→ **Work to do**
Can you reproduce everything from the line containing "Reviewer note: see that each instance of the ceiling" down through the end of the records, swapping "keypoint" for "marker" and leaving all else unchanged? Return only those lines.
--- begin Records for this exercise ---
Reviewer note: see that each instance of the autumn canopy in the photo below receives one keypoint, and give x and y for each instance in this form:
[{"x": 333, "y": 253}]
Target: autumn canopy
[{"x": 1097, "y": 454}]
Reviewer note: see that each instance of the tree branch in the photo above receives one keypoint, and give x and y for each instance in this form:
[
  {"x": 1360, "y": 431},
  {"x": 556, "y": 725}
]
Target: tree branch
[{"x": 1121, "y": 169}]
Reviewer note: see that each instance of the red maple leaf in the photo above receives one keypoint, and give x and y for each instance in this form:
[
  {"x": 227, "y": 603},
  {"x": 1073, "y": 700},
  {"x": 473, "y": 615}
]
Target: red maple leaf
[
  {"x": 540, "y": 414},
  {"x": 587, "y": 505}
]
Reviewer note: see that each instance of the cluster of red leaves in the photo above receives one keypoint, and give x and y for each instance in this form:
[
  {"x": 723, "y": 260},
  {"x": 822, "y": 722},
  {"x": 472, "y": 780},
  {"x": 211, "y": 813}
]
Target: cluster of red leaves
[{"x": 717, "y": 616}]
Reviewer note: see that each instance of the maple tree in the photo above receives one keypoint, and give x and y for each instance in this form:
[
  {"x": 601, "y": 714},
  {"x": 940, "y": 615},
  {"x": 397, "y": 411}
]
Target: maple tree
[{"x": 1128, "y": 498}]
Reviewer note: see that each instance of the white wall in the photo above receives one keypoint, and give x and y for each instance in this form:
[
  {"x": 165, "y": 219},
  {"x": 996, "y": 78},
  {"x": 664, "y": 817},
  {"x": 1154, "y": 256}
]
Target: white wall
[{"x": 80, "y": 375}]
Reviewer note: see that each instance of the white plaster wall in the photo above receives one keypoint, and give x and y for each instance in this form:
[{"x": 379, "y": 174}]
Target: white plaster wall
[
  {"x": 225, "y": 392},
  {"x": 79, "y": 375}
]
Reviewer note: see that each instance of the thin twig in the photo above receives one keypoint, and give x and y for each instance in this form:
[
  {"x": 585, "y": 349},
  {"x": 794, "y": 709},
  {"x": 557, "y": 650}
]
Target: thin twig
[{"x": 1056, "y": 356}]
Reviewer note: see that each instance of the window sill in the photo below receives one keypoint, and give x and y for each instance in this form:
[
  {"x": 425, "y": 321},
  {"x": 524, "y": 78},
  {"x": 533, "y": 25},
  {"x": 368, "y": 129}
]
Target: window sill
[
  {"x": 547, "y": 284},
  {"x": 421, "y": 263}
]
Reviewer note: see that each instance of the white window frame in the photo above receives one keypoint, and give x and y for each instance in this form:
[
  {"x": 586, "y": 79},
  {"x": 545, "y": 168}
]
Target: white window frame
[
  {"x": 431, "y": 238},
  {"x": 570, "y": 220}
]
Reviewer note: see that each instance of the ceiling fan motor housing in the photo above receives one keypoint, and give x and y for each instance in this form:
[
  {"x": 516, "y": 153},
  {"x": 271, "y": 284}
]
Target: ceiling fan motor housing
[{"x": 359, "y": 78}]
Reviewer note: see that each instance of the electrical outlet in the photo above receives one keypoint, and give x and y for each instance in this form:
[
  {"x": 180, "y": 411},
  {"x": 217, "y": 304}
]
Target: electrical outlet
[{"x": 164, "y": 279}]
--- end Records for this exercise ---
→ **Correct answer**
Reviewer note: see that each instance of the ceiling fan motor housing in the photo above receives one marker, and give x and y for each instance in this form:
[
  {"x": 516, "y": 153},
  {"x": 271, "y": 284}
]
Target: ceiling fan motor housing
[{"x": 359, "y": 78}]
Reviewer note: see that each instance of the electrical outlet in the photo above receives one marker, and give x and y for each instance in this form:
[
  {"x": 180, "y": 411},
  {"x": 217, "y": 304}
]
Target: electrical outlet
[{"x": 164, "y": 279}]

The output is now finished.